* Input data:
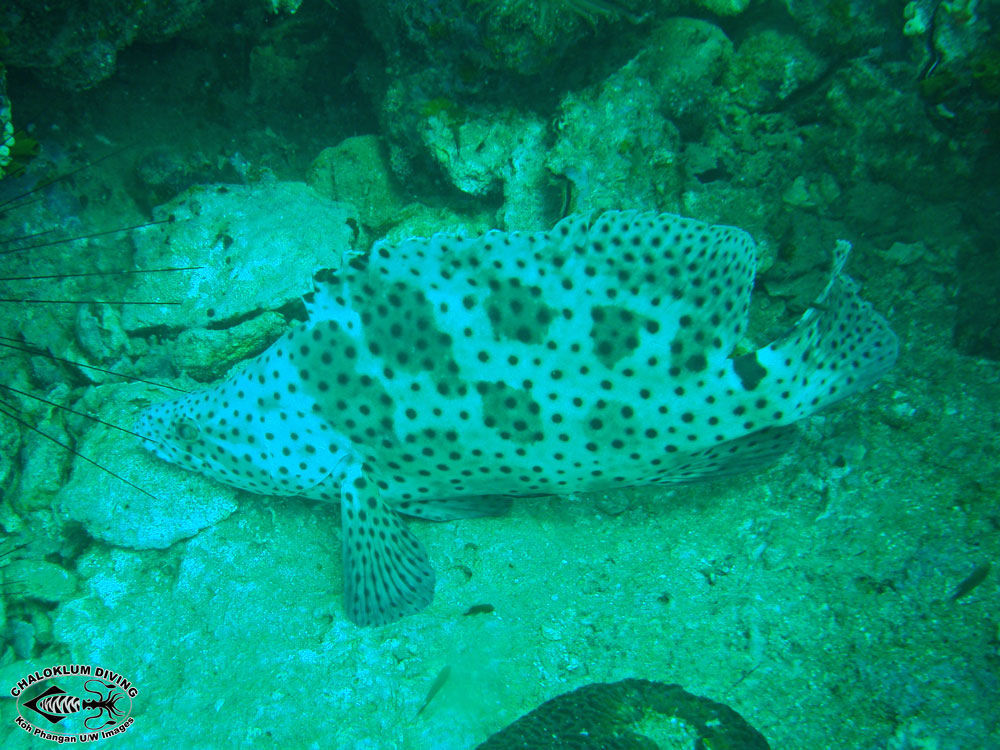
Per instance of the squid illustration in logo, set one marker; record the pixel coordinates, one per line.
(55, 704)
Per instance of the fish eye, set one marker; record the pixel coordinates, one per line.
(186, 429)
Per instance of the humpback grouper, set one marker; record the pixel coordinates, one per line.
(438, 377)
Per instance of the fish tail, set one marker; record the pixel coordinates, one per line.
(839, 346)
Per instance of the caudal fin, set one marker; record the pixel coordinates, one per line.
(838, 347)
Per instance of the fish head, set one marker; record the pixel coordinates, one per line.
(241, 434)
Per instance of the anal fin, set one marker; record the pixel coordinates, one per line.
(751, 451)
(387, 574)
(454, 508)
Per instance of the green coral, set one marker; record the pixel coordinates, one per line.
(549, 12)
(628, 715)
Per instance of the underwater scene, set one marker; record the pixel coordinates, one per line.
(454, 374)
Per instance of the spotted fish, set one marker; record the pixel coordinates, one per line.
(440, 376)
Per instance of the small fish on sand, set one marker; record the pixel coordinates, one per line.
(439, 377)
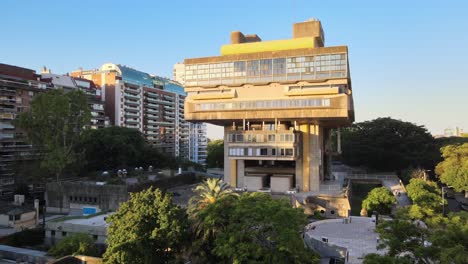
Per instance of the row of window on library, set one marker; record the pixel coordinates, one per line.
(260, 138)
(267, 67)
(258, 152)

* Problem to work on: Every line from the one containing "Per instance of the anal" through the final line of the records above is to be written out exactly; nothing else, and no pictures.

* Finished task:
Per instance of the anal fin, set one marker; record the pixel coordinates, one per line.
(751, 451)
(387, 574)
(454, 508)
Per instance of the green coral, set one marker; record the pixel coordinates, one per line.
(549, 12)
(628, 715)
Per instance of the underwater scene, set one marker; record the pixel coordinates, one per line.
(454, 374)
Per instance of the spotted fish, set one marker; record the pixel coordinates, one per line.
(440, 376)
Per instance of the small fish on sand, set one marker; record the pixel coordinates, one per line.
(439, 377)
Per instance of the row of window on library, set one marker; record the pixel coordinates, one per line.
(260, 138)
(267, 67)
(258, 152)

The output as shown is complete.